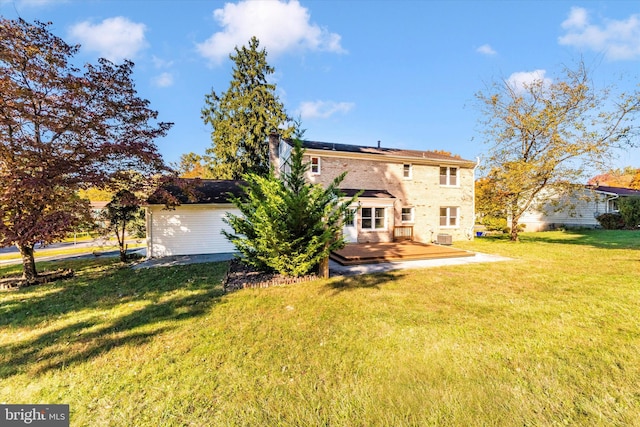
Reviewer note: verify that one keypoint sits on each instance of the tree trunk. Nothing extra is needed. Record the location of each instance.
(122, 246)
(514, 230)
(323, 268)
(29, 272)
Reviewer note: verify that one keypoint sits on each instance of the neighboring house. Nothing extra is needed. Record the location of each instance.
(194, 227)
(578, 210)
(410, 194)
(406, 194)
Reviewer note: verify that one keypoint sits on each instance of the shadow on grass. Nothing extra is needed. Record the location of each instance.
(375, 281)
(603, 239)
(162, 290)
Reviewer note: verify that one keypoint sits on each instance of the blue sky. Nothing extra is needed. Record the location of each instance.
(356, 72)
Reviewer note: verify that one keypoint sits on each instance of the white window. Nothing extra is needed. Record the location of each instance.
(407, 215)
(373, 218)
(350, 218)
(407, 171)
(315, 165)
(449, 216)
(448, 176)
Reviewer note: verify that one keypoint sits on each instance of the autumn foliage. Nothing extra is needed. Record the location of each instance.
(62, 129)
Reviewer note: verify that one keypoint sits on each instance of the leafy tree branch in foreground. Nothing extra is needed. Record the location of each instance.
(62, 130)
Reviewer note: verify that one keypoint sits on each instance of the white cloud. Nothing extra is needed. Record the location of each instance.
(323, 109)
(617, 39)
(163, 80)
(114, 38)
(486, 49)
(521, 80)
(161, 63)
(280, 26)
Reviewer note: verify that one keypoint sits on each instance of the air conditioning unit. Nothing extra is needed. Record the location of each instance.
(444, 239)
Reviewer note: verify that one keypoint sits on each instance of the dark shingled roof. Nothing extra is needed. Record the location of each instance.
(377, 194)
(346, 148)
(204, 190)
(618, 190)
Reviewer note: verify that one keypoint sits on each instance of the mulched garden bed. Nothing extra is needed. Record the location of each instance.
(16, 282)
(241, 276)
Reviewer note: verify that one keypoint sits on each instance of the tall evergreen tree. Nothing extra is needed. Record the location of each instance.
(243, 117)
(288, 225)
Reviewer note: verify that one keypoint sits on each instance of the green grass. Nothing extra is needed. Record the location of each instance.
(549, 338)
(43, 253)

+===+

**Requirements**
Copy all of the data above word for word, but leave out the pictures.

**Response**
Reviewer note: verify that one keypoint sits on each instance of the tree trunk. Nothing extra is needed. Record the location of each instance.
(122, 246)
(514, 230)
(323, 268)
(29, 272)
Reviewer note: verify that one keypoint sits on each instance of the neighboring house. Nothing extra is needed. Record the location of each instance.
(194, 227)
(578, 210)
(410, 194)
(406, 194)
Reviewer note: verify that one keypoint sits on each instance of the shadow on grass. Nothing extra is needed. Record the location of each instance.
(375, 281)
(603, 239)
(162, 290)
Reviewer note: verify that one keypoint sits on each instance of the blue sky. Nothing extra is needed. Record the location of each instance.
(356, 72)
Reviewer note: verify that one keypoint sits on each instance of the white window. Nothing extra is needed. Record the location of each instance.
(407, 215)
(373, 218)
(350, 218)
(407, 171)
(315, 165)
(449, 216)
(448, 176)
Reviewer note: verify that one keypoint sits on each instance of the autumn foliage. Nothing extra is needed. Record the location of each instance.
(62, 129)
Reviewer note: verify that one keypoint sits on each instance of the leafy tree branch in foreground. Nothing extra is needed. Record the location of each instance.
(62, 130)
Reviewer note: verify that one keypoint sits on each instance of the white cloud. Nothing extra is needed. Record the location of each instance.
(323, 109)
(617, 39)
(163, 80)
(114, 38)
(486, 49)
(521, 80)
(161, 63)
(280, 26)
Reviewer note: verify that one keypoint sits on each instance of the air conditioning unit. Nothing extra is needed. Record the location of each instance.
(444, 239)
Reviewer note: verify that one keypoint sits on each instance of the dark shingled roof. Nothing extra is needed. Record the location of each instance.
(377, 194)
(346, 148)
(204, 190)
(618, 190)
Reviewer note: verify that one keypoint sits on each instance of the mulched garden bed. Nothing extra is needed. Record the location of each instance.
(16, 282)
(241, 276)
Reviewer note: verify that one keypoint sits on each instance of the tall evergreen tree. Nothing extra is needed. Record the location of each instance.
(243, 117)
(288, 225)
Reviewer note: verify that one keypoint sits on each instance of the green grass. Nothing extra is needed. Record the location of each instance.
(549, 338)
(43, 253)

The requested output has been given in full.